§ **TRY IT**
Among the entries below, copy every line that carries the word "lime".

§ **EXTRACTED RECORDS**

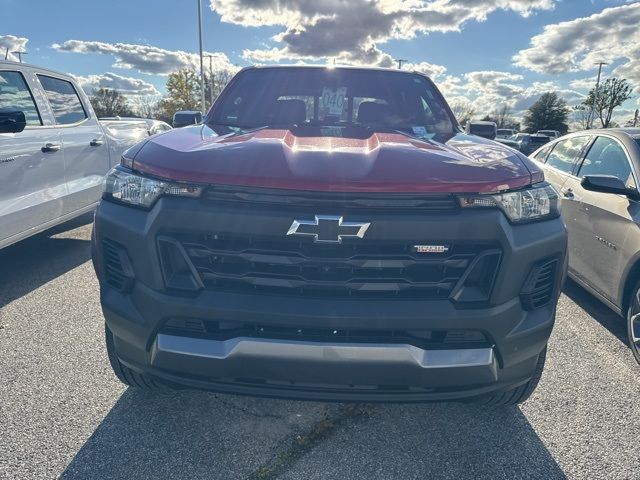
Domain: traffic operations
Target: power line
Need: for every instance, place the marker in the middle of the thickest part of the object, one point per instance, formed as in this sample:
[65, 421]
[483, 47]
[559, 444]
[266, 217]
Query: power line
[400, 62]
[595, 96]
[210, 57]
[202, 100]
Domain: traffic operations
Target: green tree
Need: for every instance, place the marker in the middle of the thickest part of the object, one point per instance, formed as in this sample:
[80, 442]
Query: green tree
[609, 95]
[107, 102]
[183, 93]
[463, 110]
[550, 112]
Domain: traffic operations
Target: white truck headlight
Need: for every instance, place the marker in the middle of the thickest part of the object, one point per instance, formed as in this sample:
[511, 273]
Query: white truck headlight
[539, 202]
[125, 186]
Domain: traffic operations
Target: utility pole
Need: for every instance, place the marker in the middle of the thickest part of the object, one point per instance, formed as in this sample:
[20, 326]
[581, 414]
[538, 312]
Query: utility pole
[400, 62]
[210, 78]
[595, 96]
[19, 53]
[202, 101]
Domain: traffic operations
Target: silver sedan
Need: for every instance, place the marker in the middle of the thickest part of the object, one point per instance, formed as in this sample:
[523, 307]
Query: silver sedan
[596, 173]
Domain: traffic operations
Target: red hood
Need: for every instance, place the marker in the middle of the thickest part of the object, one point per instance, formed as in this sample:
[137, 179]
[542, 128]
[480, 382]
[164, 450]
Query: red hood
[384, 162]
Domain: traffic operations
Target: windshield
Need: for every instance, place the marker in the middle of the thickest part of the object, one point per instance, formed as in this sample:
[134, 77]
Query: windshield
[325, 97]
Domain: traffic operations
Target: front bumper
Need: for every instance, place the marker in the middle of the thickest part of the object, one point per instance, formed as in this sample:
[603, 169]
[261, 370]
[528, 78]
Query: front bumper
[325, 370]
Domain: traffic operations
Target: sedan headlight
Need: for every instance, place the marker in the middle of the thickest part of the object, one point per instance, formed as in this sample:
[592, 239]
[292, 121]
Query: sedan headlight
[125, 186]
[539, 202]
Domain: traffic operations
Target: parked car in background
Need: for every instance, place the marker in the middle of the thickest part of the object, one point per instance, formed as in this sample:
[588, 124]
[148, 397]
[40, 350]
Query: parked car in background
[597, 173]
[153, 126]
[552, 134]
[527, 142]
[131, 128]
[54, 153]
[482, 129]
[504, 133]
[509, 142]
[185, 118]
[329, 234]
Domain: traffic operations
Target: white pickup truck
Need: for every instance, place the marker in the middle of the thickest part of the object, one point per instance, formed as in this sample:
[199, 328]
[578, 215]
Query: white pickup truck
[54, 153]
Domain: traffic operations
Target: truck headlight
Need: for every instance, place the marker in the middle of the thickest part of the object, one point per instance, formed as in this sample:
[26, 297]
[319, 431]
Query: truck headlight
[125, 186]
[539, 202]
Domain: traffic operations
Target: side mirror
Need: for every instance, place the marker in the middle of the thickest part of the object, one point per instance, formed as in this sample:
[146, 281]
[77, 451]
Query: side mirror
[11, 120]
[608, 184]
[185, 118]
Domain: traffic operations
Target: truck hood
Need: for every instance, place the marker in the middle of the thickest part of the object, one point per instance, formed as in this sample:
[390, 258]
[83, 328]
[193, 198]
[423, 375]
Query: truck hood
[383, 162]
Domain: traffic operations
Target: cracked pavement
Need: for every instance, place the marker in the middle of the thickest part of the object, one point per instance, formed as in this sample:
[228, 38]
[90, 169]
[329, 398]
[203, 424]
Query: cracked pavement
[63, 414]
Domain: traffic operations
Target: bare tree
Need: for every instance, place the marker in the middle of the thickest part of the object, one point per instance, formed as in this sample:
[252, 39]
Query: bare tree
[611, 94]
[110, 103]
[147, 106]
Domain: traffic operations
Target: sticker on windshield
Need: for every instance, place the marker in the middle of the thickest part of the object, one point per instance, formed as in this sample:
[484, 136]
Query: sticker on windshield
[333, 102]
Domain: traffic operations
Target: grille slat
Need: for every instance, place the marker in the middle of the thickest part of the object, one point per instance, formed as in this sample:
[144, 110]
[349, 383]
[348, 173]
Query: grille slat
[333, 201]
[540, 285]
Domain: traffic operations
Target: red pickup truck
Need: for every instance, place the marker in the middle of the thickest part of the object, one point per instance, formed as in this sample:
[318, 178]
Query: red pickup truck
[329, 234]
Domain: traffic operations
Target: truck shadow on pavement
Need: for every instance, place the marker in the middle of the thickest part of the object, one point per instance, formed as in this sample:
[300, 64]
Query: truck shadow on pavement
[193, 435]
[597, 310]
[31, 263]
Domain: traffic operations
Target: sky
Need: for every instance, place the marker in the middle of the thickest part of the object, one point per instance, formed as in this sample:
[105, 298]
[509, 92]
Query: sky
[484, 53]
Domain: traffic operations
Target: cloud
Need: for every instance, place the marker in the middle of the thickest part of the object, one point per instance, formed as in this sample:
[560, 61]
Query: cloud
[490, 90]
[125, 85]
[13, 44]
[352, 30]
[144, 58]
[611, 36]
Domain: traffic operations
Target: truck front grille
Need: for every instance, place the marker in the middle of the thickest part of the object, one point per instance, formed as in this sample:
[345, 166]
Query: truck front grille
[291, 266]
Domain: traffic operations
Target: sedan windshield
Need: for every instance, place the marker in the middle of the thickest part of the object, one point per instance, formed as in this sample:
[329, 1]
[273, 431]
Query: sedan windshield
[314, 98]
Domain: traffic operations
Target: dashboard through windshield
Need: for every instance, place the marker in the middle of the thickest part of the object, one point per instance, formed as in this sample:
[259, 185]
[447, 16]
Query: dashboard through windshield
[309, 98]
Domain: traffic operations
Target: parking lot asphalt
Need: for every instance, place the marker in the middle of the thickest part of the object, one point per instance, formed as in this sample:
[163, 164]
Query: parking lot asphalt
[63, 414]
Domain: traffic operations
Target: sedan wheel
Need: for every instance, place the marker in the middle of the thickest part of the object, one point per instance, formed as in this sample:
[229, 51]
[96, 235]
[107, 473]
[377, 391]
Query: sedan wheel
[633, 323]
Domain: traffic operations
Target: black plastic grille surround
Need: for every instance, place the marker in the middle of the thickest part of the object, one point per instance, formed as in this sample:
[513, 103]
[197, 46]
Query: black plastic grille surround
[540, 287]
[354, 268]
[293, 200]
[422, 338]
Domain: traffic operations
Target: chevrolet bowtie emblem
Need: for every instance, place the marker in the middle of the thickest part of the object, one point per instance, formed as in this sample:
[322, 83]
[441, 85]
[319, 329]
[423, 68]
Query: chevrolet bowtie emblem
[328, 229]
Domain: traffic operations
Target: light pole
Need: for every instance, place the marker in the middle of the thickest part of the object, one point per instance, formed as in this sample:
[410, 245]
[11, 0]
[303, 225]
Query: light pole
[595, 96]
[202, 104]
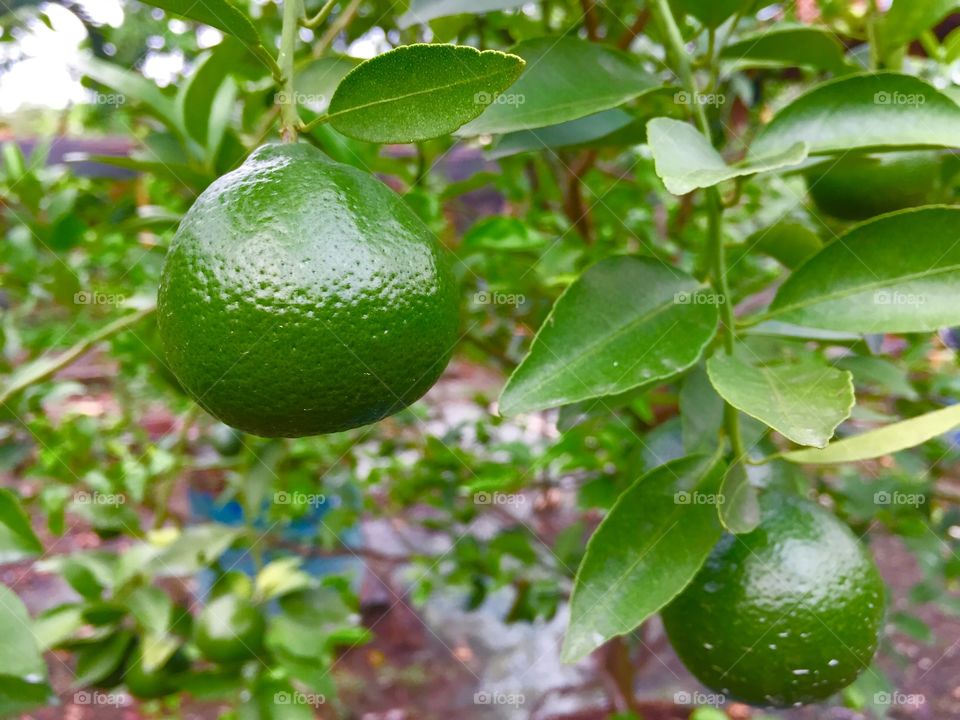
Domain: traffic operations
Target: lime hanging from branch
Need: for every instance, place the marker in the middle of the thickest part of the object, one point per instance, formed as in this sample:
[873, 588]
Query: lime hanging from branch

§ **ANSWER BOX**
Target: lime hanging from branch
Query: lime hanging from branch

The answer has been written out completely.